• DATASET ENTRIES:
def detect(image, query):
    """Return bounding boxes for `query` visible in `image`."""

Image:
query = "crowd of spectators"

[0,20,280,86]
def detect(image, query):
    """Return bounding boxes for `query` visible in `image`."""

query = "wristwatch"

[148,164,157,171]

• YOUR GOAL: Transcribe all entries exactly as they appear above.

• RESPONSE BOX:
def detect(image, query):
    """Return bounding boxes for `query` visible in `image`."""

Image:
query = "crowd of spectators"

[0,20,280,86]
def detect(image, query):
    """Return bounding boxes for `query` visible in `image`."""

query = "wristwatch"

[148,164,157,171]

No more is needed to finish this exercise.